#### [AIM OF THE TASK]
Pick out every line in the listing below that contains the word "fence", and copy each one. Case counts.
════════════════
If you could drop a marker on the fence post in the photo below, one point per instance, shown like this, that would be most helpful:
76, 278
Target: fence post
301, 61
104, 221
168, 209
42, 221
════════════════
#### [PROBLEM SOLUTION]
If you could drop a marker on the fence post in the photo below, one point per instance, shown like this, that would be most helpful:
Target: fence post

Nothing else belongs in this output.